(Given records)

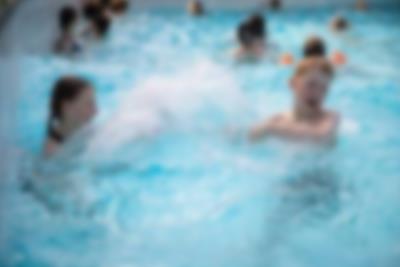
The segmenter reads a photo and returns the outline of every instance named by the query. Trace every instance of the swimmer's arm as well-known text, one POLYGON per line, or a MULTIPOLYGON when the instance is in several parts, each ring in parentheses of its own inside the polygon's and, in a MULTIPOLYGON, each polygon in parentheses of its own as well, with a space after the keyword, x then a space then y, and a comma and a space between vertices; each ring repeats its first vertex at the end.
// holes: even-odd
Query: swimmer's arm
POLYGON ((250 131, 250 140, 255 142, 259 141, 262 138, 265 138, 266 136, 270 134, 274 134, 276 131, 277 125, 279 124, 279 121, 281 119, 280 115, 276 115, 273 118, 264 121, 263 123, 260 123, 259 125, 256 125, 251 131, 250 131))

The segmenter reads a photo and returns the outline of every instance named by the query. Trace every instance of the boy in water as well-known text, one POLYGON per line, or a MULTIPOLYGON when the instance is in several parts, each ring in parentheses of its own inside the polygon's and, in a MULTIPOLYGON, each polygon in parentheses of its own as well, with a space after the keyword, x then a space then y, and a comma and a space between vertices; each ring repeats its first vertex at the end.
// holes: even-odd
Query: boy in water
POLYGON ((345 17, 339 15, 331 20, 330 28, 335 33, 342 33, 350 28, 350 23, 345 17))
POLYGON ((333 142, 339 114, 324 107, 333 72, 331 63, 323 57, 303 59, 290 83, 294 95, 292 110, 255 127, 251 138, 259 140, 273 136, 315 143, 333 142))

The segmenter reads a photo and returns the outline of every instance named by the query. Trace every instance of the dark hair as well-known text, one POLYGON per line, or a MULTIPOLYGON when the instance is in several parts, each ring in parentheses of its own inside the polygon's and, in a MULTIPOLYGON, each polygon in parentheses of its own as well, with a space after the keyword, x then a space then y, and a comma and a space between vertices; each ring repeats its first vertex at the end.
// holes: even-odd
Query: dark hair
POLYGON ((246 23, 241 23, 237 30, 237 39, 240 44, 249 46, 254 41, 254 36, 249 31, 249 26, 246 23))
POLYGON ((47 126, 49 137, 58 142, 63 141, 61 135, 55 131, 53 122, 63 118, 62 105, 65 102, 76 99, 87 88, 91 88, 91 84, 88 81, 74 76, 62 77, 55 83, 50 99, 50 114, 47 126))
POLYGON ((333 19, 332 26, 334 27, 335 30, 344 31, 349 28, 349 22, 347 21, 346 18, 338 16, 333 19))
POLYGON ((100 37, 104 37, 110 29, 111 20, 104 14, 96 16, 93 20, 94 26, 100 37))
POLYGON ((114 13, 124 13, 128 9, 128 1, 118 0, 111 2, 111 10, 114 13))
POLYGON ((319 37, 310 37, 303 48, 304 57, 324 57, 326 55, 325 42, 319 37))
POLYGON ((60 29, 67 30, 76 21, 77 17, 77 12, 73 6, 68 5, 61 8, 58 15, 60 29))
POLYGON ((82 8, 83 17, 87 20, 92 20, 103 12, 103 8, 96 2, 88 2, 82 8))
POLYGON ((254 14, 247 19, 249 31, 256 38, 265 37, 265 20, 261 14, 254 14))

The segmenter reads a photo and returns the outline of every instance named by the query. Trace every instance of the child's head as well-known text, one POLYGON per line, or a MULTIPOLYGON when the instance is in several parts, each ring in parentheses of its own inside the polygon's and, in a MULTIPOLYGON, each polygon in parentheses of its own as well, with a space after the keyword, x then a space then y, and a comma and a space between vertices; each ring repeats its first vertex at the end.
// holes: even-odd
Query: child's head
POLYGON ((241 46, 243 47, 251 47, 254 42, 254 36, 249 30, 249 27, 246 23, 242 23, 239 25, 237 29, 237 39, 241 46))
POLYGON ((99 14, 92 20, 93 29, 99 38, 104 38, 111 26, 111 20, 105 14, 99 14))
POLYGON ((56 82, 50 100, 49 130, 54 122, 81 127, 95 114, 94 91, 89 82, 72 76, 56 82))
POLYGON ((309 37, 303 47, 304 58, 324 57, 326 55, 325 42, 318 36, 309 37))
POLYGON ((331 29, 335 32, 343 32, 349 28, 349 22, 345 17, 336 16, 331 21, 331 29))
POLYGON ((66 32, 76 23, 78 19, 77 12, 73 6, 65 6, 60 10, 58 20, 60 29, 66 32))
POLYGON ((300 61, 291 79, 296 104, 321 108, 334 76, 334 69, 324 57, 310 57, 300 61))
POLYGON ((251 34, 257 39, 265 38, 265 20, 260 14, 254 14, 247 20, 251 34))

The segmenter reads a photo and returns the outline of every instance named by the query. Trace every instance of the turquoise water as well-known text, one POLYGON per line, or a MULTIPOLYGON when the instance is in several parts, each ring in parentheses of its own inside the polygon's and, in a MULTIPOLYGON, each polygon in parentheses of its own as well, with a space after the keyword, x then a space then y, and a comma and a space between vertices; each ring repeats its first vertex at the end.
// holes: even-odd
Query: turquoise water
MULTIPOLYGON (((245 12, 132 13, 80 58, 19 58, 19 180, 4 196, 0 265, 11 267, 395 267, 400 262, 400 17, 268 14, 275 50, 316 33, 344 51, 328 106, 338 143, 254 145, 248 129, 291 103, 290 67, 235 64, 245 12), (100 114, 63 163, 40 163, 48 97, 62 74, 96 86, 100 114)), ((275 52, 273 52, 275 53, 275 52)))

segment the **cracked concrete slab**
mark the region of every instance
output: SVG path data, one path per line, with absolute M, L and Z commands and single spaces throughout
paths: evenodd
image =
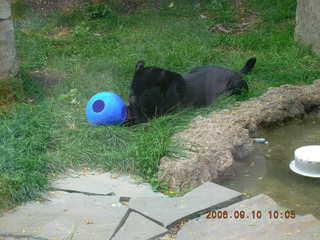
M 128 197 L 166 197 L 162 193 L 152 191 L 150 184 L 138 184 L 131 176 L 114 175 L 91 171 L 87 173 L 69 171 L 52 184 L 53 188 L 92 194 L 110 194 Z
M 243 218 L 235 215 L 240 211 L 244 213 Z M 258 211 L 261 212 L 261 218 L 256 215 Z M 211 240 L 212 236 L 226 240 L 319 239 L 313 237 L 317 232 L 320 234 L 320 222 L 313 216 L 286 219 L 284 214 L 280 214 L 279 218 L 272 219 L 268 211 L 284 213 L 286 209 L 282 209 L 273 199 L 261 194 L 220 209 L 220 212 L 227 213 L 226 218 L 210 219 L 203 215 L 189 221 L 178 232 L 176 240 Z M 316 228 L 318 230 L 315 230 Z
M 119 202 L 120 197 L 165 198 L 161 193 L 154 193 L 149 184 L 137 184 L 130 176 L 98 171 L 70 170 L 52 185 L 67 192 L 51 191 L 44 195 L 48 201 L 29 202 L 5 213 L 0 218 L 0 240 L 3 236 L 6 239 L 60 240 L 73 236 L 77 240 L 106 240 L 129 210 Z M 114 194 L 106 195 L 110 192 Z
M 177 198 L 135 198 L 129 202 L 131 209 L 168 227 L 190 215 L 211 208 L 226 207 L 241 199 L 241 193 L 207 182 Z
M 127 220 L 112 240 L 152 240 L 166 233 L 168 233 L 168 229 L 139 213 L 131 211 Z
M 239 192 L 211 182 L 183 197 L 169 198 L 153 193 L 148 184 L 136 185 L 130 177 L 91 172 L 64 179 L 58 185 L 71 192 L 49 192 L 44 195 L 48 201 L 30 202 L 0 217 L 0 240 L 156 240 L 179 220 L 209 209 L 227 211 L 229 216 L 244 211 L 249 217 L 207 219 L 205 214 L 181 224 L 176 240 L 320 239 L 320 222 L 313 216 L 270 220 L 269 210 L 284 211 L 270 197 L 258 195 L 234 204 L 241 199 Z M 115 194 L 99 195 L 110 192 Z M 119 202 L 129 198 L 129 207 Z M 262 217 L 250 218 L 254 211 L 261 211 Z
M 128 208 L 116 197 L 51 192 L 48 201 L 30 202 L 1 217 L 1 232 L 48 239 L 105 240 Z

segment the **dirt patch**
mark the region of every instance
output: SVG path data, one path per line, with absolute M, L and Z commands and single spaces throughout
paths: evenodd
M 47 15 L 54 11 L 70 11 L 82 6 L 83 0 L 24 0 L 34 11 Z
M 253 150 L 259 128 L 303 116 L 320 106 L 320 80 L 312 85 L 270 88 L 258 98 L 237 103 L 232 110 L 197 117 L 173 136 L 184 156 L 160 160 L 160 179 L 185 190 L 218 179 Z
M 34 71 L 31 74 L 31 78 L 41 87 L 50 88 L 63 81 L 65 76 L 63 73 L 54 70 L 46 72 Z
M 16 102 L 16 95 L 13 83 L 11 80 L 0 82 L 0 119 L 8 112 L 12 107 L 12 104 Z
M 19 0 L 12 0 L 13 2 Z M 72 11 L 76 8 L 84 7 L 88 3 L 92 4 L 105 4 L 104 0 L 20 0 L 31 7 L 34 11 L 39 12 L 43 15 L 55 11 Z M 110 0 L 110 5 L 116 6 L 116 8 L 122 12 L 133 13 L 144 9 L 148 6 L 148 1 L 146 0 Z M 159 8 L 159 1 L 155 1 L 155 7 Z
M 242 0 L 232 1 L 232 7 L 235 10 L 235 18 L 237 24 L 226 26 L 222 23 L 212 25 L 208 31 L 223 34 L 241 34 L 252 31 L 256 23 L 259 22 L 259 14 L 250 9 L 250 7 Z

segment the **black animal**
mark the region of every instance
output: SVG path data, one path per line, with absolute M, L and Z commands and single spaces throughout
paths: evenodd
M 241 75 L 249 73 L 255 63 L 256 58 L 250 58 L 239 72 L 219 66 L 197 67 L 182 76 L 145 67 L 139 61 L 130 87 L 127 124 L 147 122 L 178 108 L 208 106 L 221 94 L 238 94 L 248 89 Z

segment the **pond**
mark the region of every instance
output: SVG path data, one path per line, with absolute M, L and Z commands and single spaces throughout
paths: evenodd
M 268 144 L 255 144 L 245 162 L 236 162 L 233 175 L 218 183 L 250 197 L 264 193 L 296 214 L 320 219 L 320 178 L 297 175 L 289 169 L 294 150 L 320 145 L 320 120 L 315 117 L 275 124 L 259 132 Z M 319 156 L 320 157 L 320 156 Z

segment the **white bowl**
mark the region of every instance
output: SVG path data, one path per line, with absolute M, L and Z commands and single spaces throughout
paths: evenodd
M 294 151 L 290 169 L 307 177 L 320 177 L 320 145 L 304 146 Z

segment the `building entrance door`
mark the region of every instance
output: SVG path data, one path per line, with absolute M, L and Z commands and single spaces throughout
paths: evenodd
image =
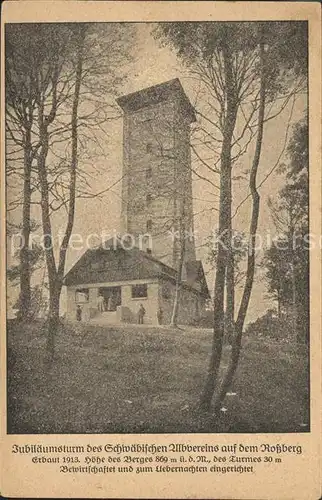
M 116 311 L 122 303 L 120 286 L 102 287 L 99 295 L 104 297 L 104 311 Z

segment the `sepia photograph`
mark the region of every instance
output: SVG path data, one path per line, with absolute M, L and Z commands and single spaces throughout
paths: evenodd
M 309 433 L 307 20 L 4 38 L 7 433 Z

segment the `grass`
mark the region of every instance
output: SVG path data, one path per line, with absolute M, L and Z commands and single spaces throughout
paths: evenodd
M 226 412 L 204 415 L 212 333 L 206 329 L 65 324 L 44 362 L 40 323 L 8 326 L 8 432 L 303 432 L 307 353 L 246 338 Z M 229 347 L 224 349 L 227 366 Z

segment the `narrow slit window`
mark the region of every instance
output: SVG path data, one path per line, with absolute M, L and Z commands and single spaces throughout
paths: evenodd
M 148 219 L 148 220 L 146 221 L 146 230 L 147 230 L 147 231 L 152 231 L 152 225 L 153 225 L 153 224 L 152 224 L 152 219 Z
M 146 178 L 151 179 L 151 177 L 152 177 L 152 167 L 148 166 L 148 168 L 146 169 Z

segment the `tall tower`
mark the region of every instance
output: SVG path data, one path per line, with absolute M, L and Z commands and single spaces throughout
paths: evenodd
M 193 107 L 177 78 L 120 97 L 117 103 L 124 112 L 122 231 L 143 245 L 150 241 L 152 255 L 174 268 L 184 234 L 184 260 L 195 260 Z

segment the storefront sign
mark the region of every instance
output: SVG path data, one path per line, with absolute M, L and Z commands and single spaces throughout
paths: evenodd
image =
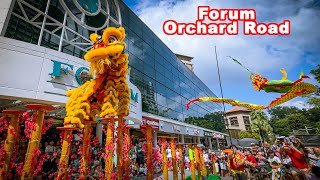
M 200 134 L 200 131 L 199 131 L 198 129 L 195 129 L 195 130 L 193 131 L 193 133 L 194 133 L 194 135 L 199 135 L 199 134 Z
M 212 132 L 207 132 L 207 131 L 204 131 L 204 136 L 213 136 L 213 133 Z
M 181 127 L 180 126 L 178 126 L 178 125 L 173 125 L 173 131 L 174 132 L 180 132 L 181 131 Z
M 159 120 L 157 119 L 142 117 L 141 127 L 144 127 L 146 125 L 152 126 L 152 129 L 159 131 Z
M 213 135 L 213 137 L 214 137 L 214 138 L 218 138 L 218 139 L 223 139 L 223 135 L 222 135 L 222 134 L 217 134 L 217 133 L 215 133 L 215 134 Z

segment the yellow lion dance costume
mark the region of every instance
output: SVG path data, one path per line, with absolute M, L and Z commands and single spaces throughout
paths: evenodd
M 94 46 L 84 59 L 90 62 L 93 79 L 66 94 L 67 115 L 64 127 L 83 128 L 83 120 L 94 121 L 95 116 L 127 116 L 129 113 L 130 91 L 126 82 L 128 54 L 124 28 L 109 27 L 102 36 L 91 34 Z

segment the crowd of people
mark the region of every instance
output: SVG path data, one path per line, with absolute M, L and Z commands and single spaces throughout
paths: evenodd
M 94 139 L 94 138 L 93 138 Z M 69 170 L 71 179 L 79 179 L 81 166 L 81 141 L 74 140 L 71 144 L 69 158 Z M 18 159 L 23 162 L 27 144 L 22 144 Z M 129 151 L 130 176 L 146 176 L 146 141 L 141 139 L 133 142 Z M 89 161 L 88 178 L 101 179 L 104 176 L 104 145 L 97 140 L 90 146 L 91 160 Z M 320 148 L 304 147 L 300 139 L 291 137 L 280 137 L 274 144 L 262 143 L 252 144 L 250 148 L 230 146 L 224 150 L 212 150 L 207 147 L 199 149 L 202 151 L 207 172 L 219 176 L 233 176 L 235 179 L 319 179 L 320 178 Z M 166 156 L 168 158 L 168 169 L 172 167 L 172 150 L 167 146 Z M 190 154 L 186 146 L 182 154 L 176 150 L 176 159 L 180 168 L 184 163 L 186 171 L 191 170 Z M 42 168 L 37 173 L 37 179 L 53 179 L 58 172 L 58 162 L 61 154 L 61 143 L 59 140 L 43 141 L 40 144 L 40 158 L 43 158 Z M 153 147 L 154 173 L 162 173 L 161 144 Z M 181 161 L 182 159 L 182 161 Z M 15 167 L 18 168 L 18 167 Z M 21 168 L 21 167 L 20 167 Z M 17 176 L 15 174 L 14 176 Z M 14 178 L 14 177 L 13 177 Z

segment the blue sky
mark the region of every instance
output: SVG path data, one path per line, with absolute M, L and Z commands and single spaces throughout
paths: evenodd
M 267 105 L 280 94 L 255 91 L 248 72 L 227 56 L 241 61 L 251 71 L 268 79 L 281 79 L 280 68 L 285 68 L 289 80 L 296 80 L 300 71 L 310 75 L 310 70 L 320 64 L 320 1 L 318 0 L 124 0 L 124 2 L 156 33 L 175 53 L 194 57 L 195 74 L 221 97 L 214 46 L 217 47 L 223 93 L 225 98 Z M 254 8 L 257 22 L 291 21 L 289 36 L 168 36 L 162 31 L 165 20 L 191 23 L 197 18 L 197 6 L 212 8 Z M 240 24 L 239 27 L 242 27 Z M 185 53 L 187 52 L 187 54 Z M 318 84 L 313 76 L 307 80 Z M 195 97 L 196 98 L 196 97 Z M 286 106 L 306 107 L 306 99 L 296 98 Z M 226 106 L 226 109 L 233 107 Z

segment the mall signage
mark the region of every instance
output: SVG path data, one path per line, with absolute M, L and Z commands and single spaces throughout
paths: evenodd
M 146 126 L 146 125 L 152 126 L 152 129 L 159 131 L 159 120 L 157 120 L 157 119 L 142 117 L 141 127 Z
M 199 131 L 198 129 L 195 129 L 195 130 L 193 131 L 193 133 L 194 133 L 194 135 L 199 135 L 199 134 L 200 134 L 200 131 Z
M 62 75 L 70 75 L 70 71 L 74 73 L 75 79 L 78 85 L 84 84 L 87 80 L 91 78 L 89 75 L 89 69 L 87 67 L 79 67 L 75 69 L 72 64 L 60 62 L 57 60 L 51 60 L 53 62 L 52 72 L 49 74 L 54 78 L 61 78 Z M 130 88 L 130 99 L 136 103 L 138 103 L 139 99 L 138 92 L 135 92 L 132 88 Z
M 172 129 L 173 129 L 174 132 L 180 132 L 181 131 L 181 127 L 178 126 L 178 125 L 173 125 Z
M 215 133 L 215 134 L 213 135 L 213 137 L 216 138 L 216 139 L 223 139 L 223 135 L 217 134 L 217 133 Z
M 204 131 L 204 136 L 213 136 L 213 133 L 212 132 L 207 132 L 207 131 Z

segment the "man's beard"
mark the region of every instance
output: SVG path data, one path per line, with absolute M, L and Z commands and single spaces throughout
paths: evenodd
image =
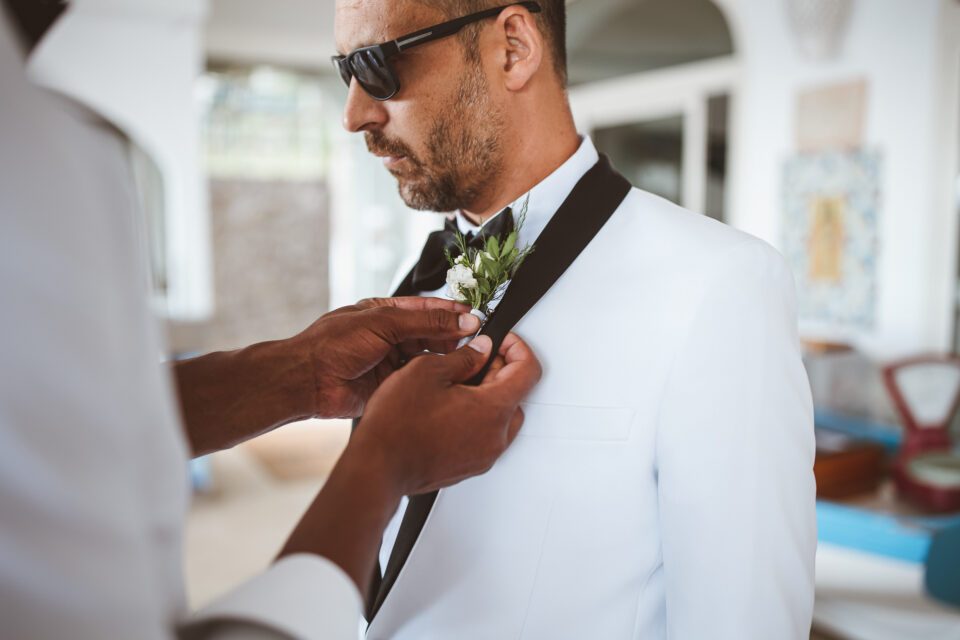
M 426 211 L 467 209 L 503 170 L 503 116 L 491 104 L 482 72 L 461 82 L 427 138 L 426 158 L 380 131 L 365 134 L 378 155 L 404 156 L 410 168 L 394 171 L 408 207 Z

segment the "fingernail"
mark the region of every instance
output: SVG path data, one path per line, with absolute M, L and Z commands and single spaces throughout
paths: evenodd
M 493 340 L 490 339 L 490 336 L 477 336 L 467 346 L 480 353 L 489 353 L 490 349 L 493 348 Z
M 480 318 L 470 313 L 460 314 L 460 329 L 462 331 L 476 331 L 480 328 Z

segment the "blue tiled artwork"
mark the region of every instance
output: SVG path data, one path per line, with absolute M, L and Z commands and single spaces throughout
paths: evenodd
M 783 248 L 799 315 L 833 329 L 870 329 L 880 250 L 879 151 L 802 154 L 784 167 Z

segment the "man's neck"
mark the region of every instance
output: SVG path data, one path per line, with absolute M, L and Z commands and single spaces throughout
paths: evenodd
M 467 220 L 481 225 L 492 216 L 537 186 L 570 159 L 580 147 L 580 136 L 573 126 L 564 127 L 562 135 L 527 136 L 508 153 L 499 180 L 491 185 L 482 201 L 463 209 Z

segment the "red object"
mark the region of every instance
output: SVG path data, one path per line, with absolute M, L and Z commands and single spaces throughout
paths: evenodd
M 817 498 L 843 500 L 877 490 L 884 472 L 883 447 L 851 442 L 842 451 L 817 450 L 813 477 Z
M 954 390 L 954 397 L 946 417 L 934 424 L 921 425 L 911 410 L 903 391 L 897 383 L 899 370 L 924 364 L 949 364 L 960 369 L 960 358 L 954 356 L 921 356 L 902 360 L 883 369 L 883 382 L 893 404 L 903 421 L 903 446 L 893 466 L 893 477 L 897 491 L 910 502 L 932 512 L 960 511 L 960 486 L 941 487 L 928 483 L 910 471 L 910 463 L 929 453 L 950 453 L 953 443 L 950 439 L 950 423 L 960 408 L 960 385 Z

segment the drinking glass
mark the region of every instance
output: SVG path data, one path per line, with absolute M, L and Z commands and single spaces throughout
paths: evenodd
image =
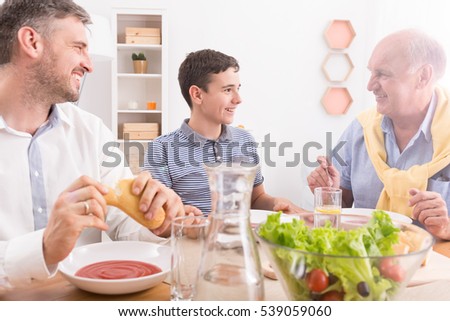
M 177 217 L 172 221 L 172 301 L 190 301 L 194 297 L 208 227 L 209 220 L 203 216 Z
M 342 190 L 334 187 L 314 189 L 314 226 L 323 226 L 330 221 L 331 226 L 339 227 L 342 212 Z

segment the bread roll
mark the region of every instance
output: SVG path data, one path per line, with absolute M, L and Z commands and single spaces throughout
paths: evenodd
M 151 220 L 147 220 L 139 209 L 141 195 L 134 195 L 131 191 L 133 181 L 134 179 L 122 179 L 117 183 L 115 189 L 110 187 L 108 194 L 104 195 L 106 204 L 121 209 L 136 222 L 151 230 L 160 227 L 166 218 L 166 212 L 160 208 Z
M 396 254 L 406 254 L 411 252 L 420 251 L 424 246 L 424 233 L 415 233 L 414 231 L 401 231 L 399 233 L 399 244 L 394 246 L 394 250 Z M 403 250 L 402 250 L 403 249 Z M 422 266 L 427 265 L 428 258 L 430 256 L 431 248 L 422 261 Z

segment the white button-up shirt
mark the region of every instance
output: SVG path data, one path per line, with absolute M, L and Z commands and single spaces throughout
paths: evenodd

(End Given records)

● **Your goal**: Scan the data above and report each line in which "blue" is present.

● **Your response**:
segment the blue sky
segment the "blue tiled artwork"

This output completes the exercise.